• Instructions for the task: Print the listing as it stands, omitting all images.

• Task inputs:
━━━━━━

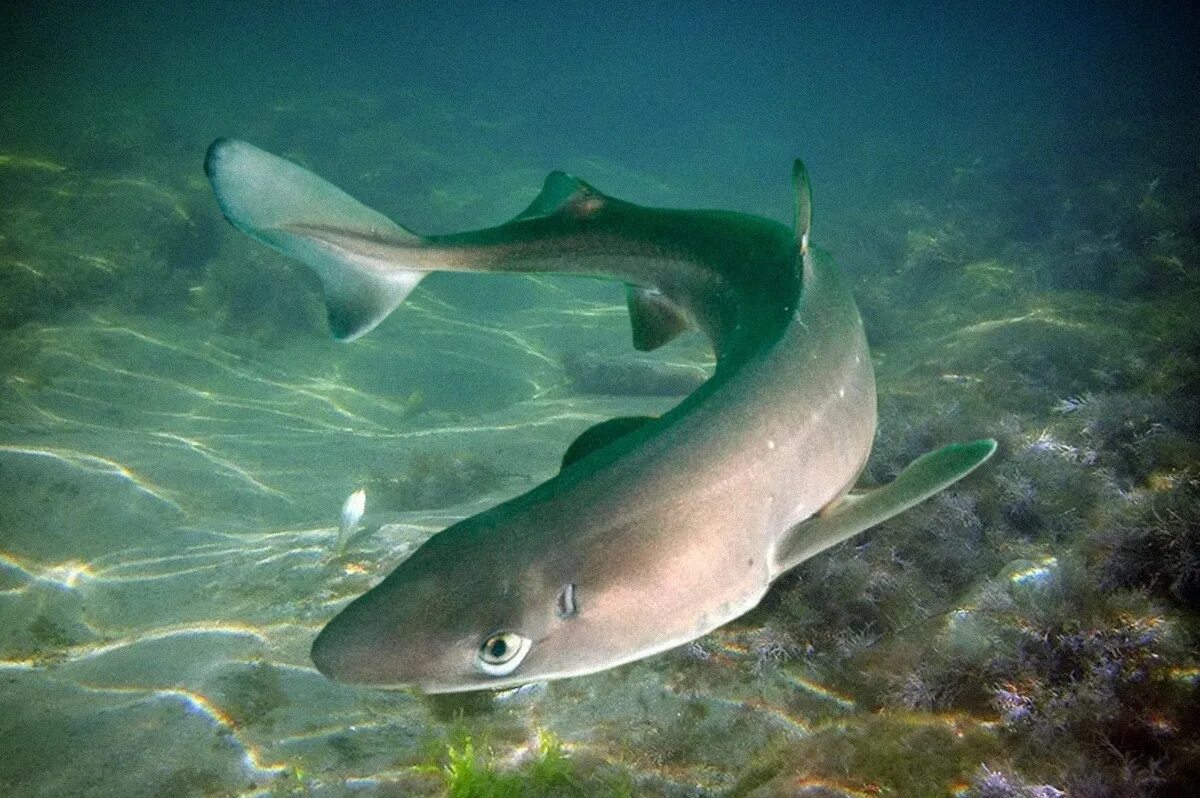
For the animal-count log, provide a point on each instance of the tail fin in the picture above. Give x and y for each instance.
(275, 201)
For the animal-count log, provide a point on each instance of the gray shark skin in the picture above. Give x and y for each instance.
(657, 531)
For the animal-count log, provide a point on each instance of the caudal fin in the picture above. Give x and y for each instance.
(282, 205)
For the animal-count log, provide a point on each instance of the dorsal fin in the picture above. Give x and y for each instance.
(655, 319)
(601, 435)
(803, 205)
(562, 193)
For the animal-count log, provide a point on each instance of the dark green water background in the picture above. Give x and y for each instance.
(1012, 193)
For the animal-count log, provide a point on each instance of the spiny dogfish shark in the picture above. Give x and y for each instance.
(658, 529)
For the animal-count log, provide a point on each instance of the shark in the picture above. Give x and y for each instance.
(657, 531)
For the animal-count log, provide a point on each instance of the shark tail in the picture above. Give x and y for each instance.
(275, 201)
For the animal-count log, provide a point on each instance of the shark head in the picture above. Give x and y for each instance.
(473, 609)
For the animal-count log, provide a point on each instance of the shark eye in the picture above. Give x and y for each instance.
(502, 653)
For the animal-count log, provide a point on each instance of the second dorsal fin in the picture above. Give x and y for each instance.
(562, 193)
(601, 435)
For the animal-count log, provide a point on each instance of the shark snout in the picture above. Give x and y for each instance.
(343, 653)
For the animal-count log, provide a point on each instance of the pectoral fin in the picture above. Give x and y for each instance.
(655, 319)
(301, 215)
(858, 511)
(601, 435)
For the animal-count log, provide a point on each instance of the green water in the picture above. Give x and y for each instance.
(178, 431)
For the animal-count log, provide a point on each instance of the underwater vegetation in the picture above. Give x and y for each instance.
(1030, 634)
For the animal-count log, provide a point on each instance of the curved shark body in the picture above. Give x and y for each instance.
(657, 531)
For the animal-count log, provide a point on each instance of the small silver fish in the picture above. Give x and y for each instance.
(352, 513)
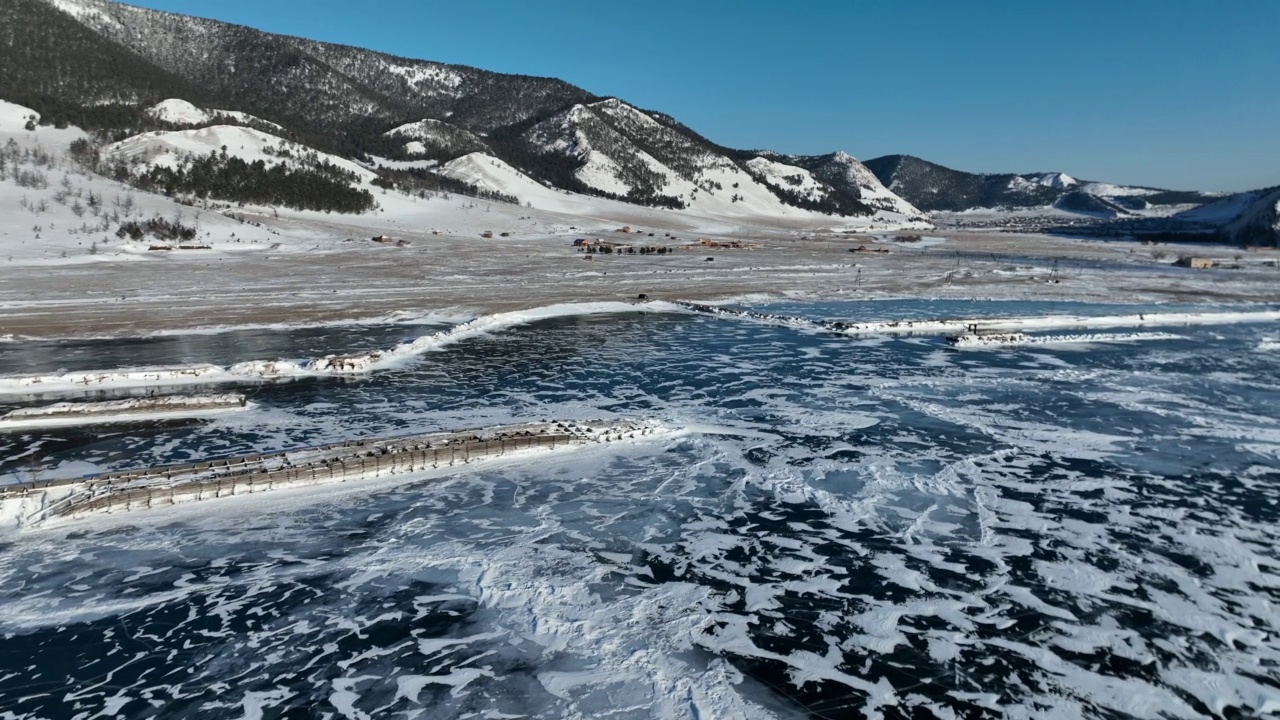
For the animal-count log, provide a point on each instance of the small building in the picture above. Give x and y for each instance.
(1198, 263)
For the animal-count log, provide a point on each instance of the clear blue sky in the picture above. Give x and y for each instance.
(1174, 94)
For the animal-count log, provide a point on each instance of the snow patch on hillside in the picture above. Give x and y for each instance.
(1223, 210)
(83, 12)
(182, 113)
(787, 177)
(1107, 190)
(1059, 181)
(168, 149)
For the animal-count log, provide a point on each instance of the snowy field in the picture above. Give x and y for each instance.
(67, 274)
(880, 527)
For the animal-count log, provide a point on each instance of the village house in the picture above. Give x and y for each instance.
(1198, 263)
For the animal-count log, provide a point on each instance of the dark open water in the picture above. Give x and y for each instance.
(882, 528)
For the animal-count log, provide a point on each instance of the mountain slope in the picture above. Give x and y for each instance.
(935, 187)
(365, 104)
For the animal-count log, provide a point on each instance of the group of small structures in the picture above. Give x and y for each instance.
(607, 247)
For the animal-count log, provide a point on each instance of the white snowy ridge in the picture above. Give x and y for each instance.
(65, 414)
(1006, 340)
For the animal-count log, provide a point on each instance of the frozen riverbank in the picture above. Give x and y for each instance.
(359, 364)
(69, 414)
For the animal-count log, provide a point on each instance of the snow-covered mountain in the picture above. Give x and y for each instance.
(181, 113)
(1246, 218)
(615, 149)
(406, 115)
(933, 187)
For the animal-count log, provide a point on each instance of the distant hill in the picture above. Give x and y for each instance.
(933, 187)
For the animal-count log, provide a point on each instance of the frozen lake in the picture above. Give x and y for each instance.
(853, 527)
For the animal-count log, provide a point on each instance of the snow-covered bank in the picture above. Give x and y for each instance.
(24, 505)
(976, 326)
(365, 363)
(1054, 322)
(328, 365)
(1013, 340)
(69, 414)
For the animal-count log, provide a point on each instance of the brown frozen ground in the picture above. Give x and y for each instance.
(364, 281)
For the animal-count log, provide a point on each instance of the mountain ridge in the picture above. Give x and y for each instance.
(351, 101)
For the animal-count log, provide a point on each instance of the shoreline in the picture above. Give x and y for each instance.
(442, 279)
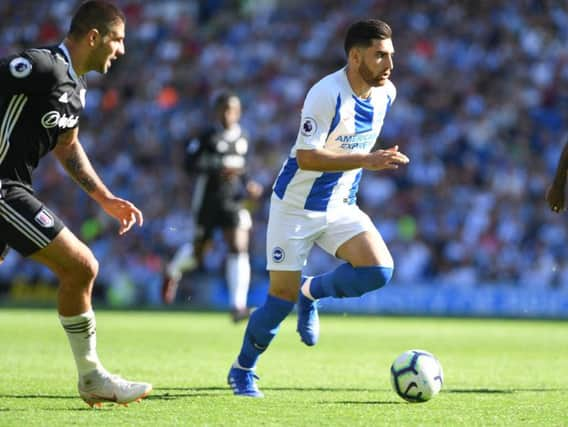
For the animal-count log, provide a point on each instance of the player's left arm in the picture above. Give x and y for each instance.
(74, 160)
(556, 192)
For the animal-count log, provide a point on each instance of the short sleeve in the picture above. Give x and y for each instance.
(317, 116)
(31, 72)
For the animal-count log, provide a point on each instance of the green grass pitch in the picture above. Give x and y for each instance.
(497, 372)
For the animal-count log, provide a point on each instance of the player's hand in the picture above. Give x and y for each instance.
(124, 211)
(254, 190)
(390, 158)
(555, 196)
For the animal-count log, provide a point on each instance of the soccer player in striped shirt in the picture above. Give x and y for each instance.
(314, 198)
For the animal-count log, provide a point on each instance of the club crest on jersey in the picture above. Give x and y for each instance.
(44, 218)
(278, 254)
(83, 97)
(309, 127)
(54, 118)
(20, 67)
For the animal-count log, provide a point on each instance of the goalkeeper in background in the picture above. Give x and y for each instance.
(218, 157)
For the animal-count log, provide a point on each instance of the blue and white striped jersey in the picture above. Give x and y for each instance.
(334, 118)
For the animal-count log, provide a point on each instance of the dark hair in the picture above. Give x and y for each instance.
(222, 98)
(98, 14)
(362, 33)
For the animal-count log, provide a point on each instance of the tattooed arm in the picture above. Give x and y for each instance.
(73, 158)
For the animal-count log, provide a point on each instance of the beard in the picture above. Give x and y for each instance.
(368, 77)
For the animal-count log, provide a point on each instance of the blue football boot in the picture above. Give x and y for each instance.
(243, 382)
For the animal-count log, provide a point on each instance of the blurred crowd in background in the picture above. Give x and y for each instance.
(482, 105)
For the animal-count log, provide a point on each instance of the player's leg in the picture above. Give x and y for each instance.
(76, 268)
(290, 236)
(369, 267)
(262, 327)
(188, 256)
(237, 270)
(36, 232)
(352, 237)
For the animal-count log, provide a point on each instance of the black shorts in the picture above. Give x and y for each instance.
(214, 215)
(26, 224)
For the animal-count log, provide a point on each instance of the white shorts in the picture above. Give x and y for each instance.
(292, 232)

━━━━━━

• Full answer:
For the animal-count log, provide a point on each instance of the tail fin in the picture above. Give x and y for each instance.
(275, 201)
For the animal-count log, provide a point on each instance of the gray shark skin in the picture above. Give x and y for each instance.
(657, 531)
For the animal-count log, provide a point on each instance of the caudal fin in the picture above. Give x and y for each instance.
(282, 205)
For the animal-count log, provide a point on each instance of the dorsal fin in the picture above. Give x and y for each instance.
(655, 319)
(601, 435)
(803, 205)
(562, 193)
For the animal-count log, provide a point on each instance of the dark green water background in the picture above. Give x and y for each instance.
(1012, 193)
For the animal-count log, provide a point on each instance of the spiny dogfish shark in the picture above. Give x and y for each instance.
(658, 529)
For the animal-count log, provide a point on each instance of the shark in the picture above. Give x and y for each instance.
(657, 531)
For the animal-count log, provide a point on each instance of the shark tail in the picture above. Give x and y for each instance.
(275, 201)
For the animal-count log, provide a point on each instance of the shark head in the picture above. Give x and y for each instance.
(473, 609)
For the animal-count log, provide a point on each instance of the shark eye in the picture above. Give x and y for each instance.
(502, 653)
For the animal-count log, provide a point on each instance of the second dorsal fin in the picture above. Give x and y for each instance.
(562, 193)
(601, 435)
For the animal-count log, provide a point on each instance of the shark snout in the picture above. Give x and y for each instance.
(343, 653)
For the animal-count log, provide a point on each instance of the pectoral fin in the picture above. Give x and y for each instance.
(655, 319)
(301, 215)
(858, 511)
(601, 435)
For the animal-count log, provide a point on each instance of the green water in the picture above. Give x and y for each instance.
(178, 431)
For the animal-count log, provide a point on each instance of the underwater vegetation in the picture above. Give x and y for each instance.
(1030, 634)
For the animal-count log, provide a point on each instance of the curved shark body in the picture above. Give x and y for each instance.
(657, 531)
For the animal-count log, provide a point on each instance of the small silver fish in the picture above. Give x and y for each instance.
(352, 513)
For the animal-count log, provide a point on each instance of the small building in the picture above. Give x and y for each instance.
(1198, 263)
For the animal-count log, provide a point on each instance of the clear blue sky in the picture above. Give x and y for each instance.
(1174, 94)
For the animal-count log, provide a point on each instance of the snow patch on hillside in the picture above. Give x and y for each instance.
(1223, 210)
(83, 12)
(182, 113)
(787, 177)
(1107, 190)
(1059, 181)
(168, 149)
For the animal-count log, provide a point on each instance of the snowy field in the picture above. Give x and y for each instance.
(67, 274)
(880, 527)
For the animal-count log, provide a point on each instance of the village house in the picture above. Give x and y for each instance.
(1198, 263)
For the animal-count log, provide a point on each instance of the dark open water in the picture above. Give x and y for each instance.
(882, 528)
For the animal-count log, provide a point on each instance of the mountain slope in the picture above. Give x and y for each instance.
(935, 187)
(365, 104)
For the animal-count log, provide a point on each instance of the group of small structures in the picture above. Give x and y for each instance.
(607, 247)
For the animal-count log, provide a point on each instance of the white snowy ridge in the picture above. Give x and y for each instance.
(65, 414)
(1006, 340)
For the animal-count log, provide a point on each instance of the frozen riverbank in the picture above. Give x and y for each instance.
(359, 364)
(69, 414)
For the animal-count log, provide a point on each instance of the snow-covered mountain in the picture above. Give x and y for each instance.
(181, 113)
(1246, 218)
(615, 149)
(406, 115)
(933, 187)
For the animal-count log, provide a point on each instance of the distant hill in the picture above. Give x and y for each instance.
(933, 187)
For the animal-count log, provide a point on each instance of the frozen lake in the picture above. Give x and y for each instance.
(853, 527)
For the animal-count log, provide a point on each instance of the snow-covered bank in the picture above. Give x and y for each instance.
(24, 505)
(976, 326)
(365, 363)
(1054, 322)
(328, 365)
(1013, 340)
(69, 414)
For the animal-count log, provide a point on each instance of the brown frozen ground in the picture above. Give x and y for each instance.
(364, 281)
For the animal-count log, provide a point on each instance of the mountain ridge in the picture above. Give x and y for each instance.
(351, 101)
For the animal-count log, provide a point on each instance of the shoreline in the picture above. Give x and y for each instance.
(442, 279)
For the animal-count log, provide a point on each instance of the player's left arm in the picture above. Give x and y for each instance.
(74, 160)
(556, 192)
For the animal-count log, provide a point on each instance of the short sleeve in the picture above. Give x and y for each instance.
(317, 116)
(31, 72)
For the animal-count log, provide a point on each instance of the green grass pitch in the picture above. Give x and y for each instance.
(497, 372)
For the animal-count log, provide a point on each instance of the player's hand in the picture above. Give x and y for each instance.
(124, 211)
(254, 190)
(390, 158)
(555, 196)
For the animal-count log, provide a point on each instance of the soccer player in striped shirt in the picture above. Give x and y for each instance.
(314, 198)
For the animal-count log, provide a point on each instance of the club crest on jersey in the picture above. Give x and y for each instance.
(44, 218)
(278, 254)
(83, 97)
(309, 127)
(54, 118)
(20, 67)
For the animal-count log, provide a point on each instance of the goalkeeper in background in the picture above. Give x and y for each instance.
(218, 157)
For the animal-count log, provide a point on each instance of the blue and white striped jersey in the picture above. Give x and y for each instance.
(334, 118)
For the animal-count log, provide a point on each instance of the dark hair in the picture above. Give x and y for each instance.
(222, 98)
(98, 14)
(362, 33)
For the animal-count log, provide a point on each instance of the tattooed arm in the picture above. Give x and y for each instance.
(73, 158)
For the animal-count log, provide a point on each instance of the beard in the picture above. Give x and y for each instance.
(368, 77)
For the animal-count log, provide a point on each instance of the blue football boot in the picture above. Give x and y for each instance.
(243, 382)
For the animal-count log, provide a point on each instance of the blurred crowd in background in the picture above. Give x and y for each instance.
(482, 105)
For the animal-count log, provide a point on each instance of the player's leg in the picture above. Give x and y for each instance.
(76, 268)
(290, 236)
(369, 267)
(262, 327)
(188, 256)
(237, 270)
(36, 232)
(352, 237)
For the animal-count log, provide a point on each instance of the black shorts in the picture above. Give x and y for each instance.
(214, 215)
(26, 224)
For the animal-count log, provide a point on each instance of the white shorts in the picture above. Give x and y for each instance.
(292, 232)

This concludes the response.